◆ **EXERCISE REQUIREMENTS**
1. Copy the part of the passage on the Swain and Nagle diving cases starting with "The critical difference" and going on through "from the water.".
2. For each statement, answer yes or no about whether it agrees with the passage on the Swain and Nagle diving cases, and quote the words that decide it. (a) Nagle was found to be unfamiliar with the area. (b) Spigelman said a broken wave misleads a swimmer who has surfed before. (c) The risk of being dumped can be avoided by avoiding waves that are dumpers.
3. Pick up the passage on the Swain and Nagle diving cases right after its final sentence and keep writing.

A key aspect of the finding in the appeal case was that diving in shallow water brought with it an inherent risk which Swain knew of. Spigelman stated “The risks of channels and sandbars, such as those that caused the respondent's injury, close to the shore, are also well-known and can only be avoided by not diving or diving with care. When one dives into a wave over a channel close to the shore there is an inherent and well known risk of encountering a sandbar. Although a broken wave may obscure a channel and sandbar this does not mislead a swimmer who has surfed before. A sensible swimmer in that situation will either not dive into a wave or will make a shallow dive with little force and arms extended for protection. The dangers of doing otherwise are obvious.”(Waverley Municipal Council v Swain (1993) NSWCA 61)
The critical difference in these two cases is that it was found that Swain should have been aware of the obvious dangers of diving in shallow waters whilst it was found that the danger was not obvious to Nagle as he was unfamiliar with the area and visibility was compromised due to the glare from the water.
Spigelman et al. confirm this in the following excerpt “In Prast v Town of Cottesloe (2000) 22 WAR 474, 481-3, Ipp J referred to the distinction between the inherent risks of body-surfing and the risks in the "diving" cases such as Nagle v Rottnest Island Authority (1993) 177 CLR 423, where there were held to be hidden dangers which created a duty to warn. The risk of being dumped is inherent in body-surfing and well known and can only be avoided by avoiding waves that are dumpers.” (Waverley Municipal Council v Swain (1993) NSWCA 61)

◆ **PROVIDED DATA**
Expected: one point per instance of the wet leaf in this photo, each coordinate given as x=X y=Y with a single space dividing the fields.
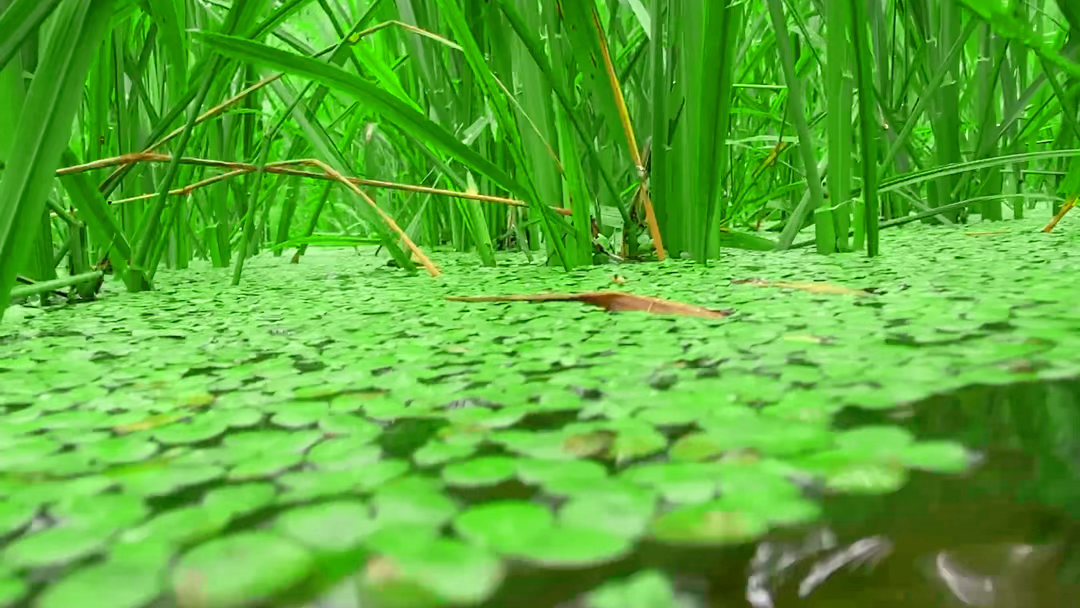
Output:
x=239 y=570
x=611 y=301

◆ **OUTPUTS FOR THE TASKS**
1.
The critical difference in these two cases is that it was found that Swain should have been aware of the obvious dangers of diving in shallow waters whilst it was found that the danger was not obvious to Nagle as he was unfamiliar with the area and visibility was compromised due to the glare from the water.

2.
(a) Yes: "the danger was not obvious to Nagle as he was unfamiliar with the area"
(b) No: "Although a broken wave may obscure a channel and sandbar this does not mislead a swimmer who has surfed before."
(c) Yes: "can only be avoided by avoiding waves that are dumpers"

3.
Question 23
With reference to the law of discrimination discuss whether women should have a right to compete against men in various sports, in particular golf.

The issue of women competing against men within sporting competitions is complex in relation to the discrimination laws and has caused headlines in the past. It must also be noted that females have not only competed with males in certain sports, but have done so with success. Danica Patrick for example has had seven podium finishes including a first place in the male dominated Indy car series (racing-reference.info). The nature of the sport is the determining factor in whether a female is prohibited from competing against men, as Healy (2009, 210) explains:
“Although laws aimed at discrimination attempt to provide equal access and opportunities for men and women, exceptions are provided for some types of sporting activity. The sex discrimination act, for example, allows discrimination that excludes one sex ‘from participating in any competitive sporting activity in which the strength, stamina or physique of competitors is relevant’.
From that it is easy to come to the conclusion that associations have the right to preclude women from competing against men is sports such as athletics, football, rugby and gymnastics as it is clear that strength, stamina or physique play a significant part in those sports.
The confusing aspect of the above ruling appears when applied to certain sports in which it is hard to ascertain whether strength, stamina or physique is relevant to the success of competitors. A great example of this is golf as it is extremely hard to tell to what degree strength or physique effect the performance of the athletes, if they do at all.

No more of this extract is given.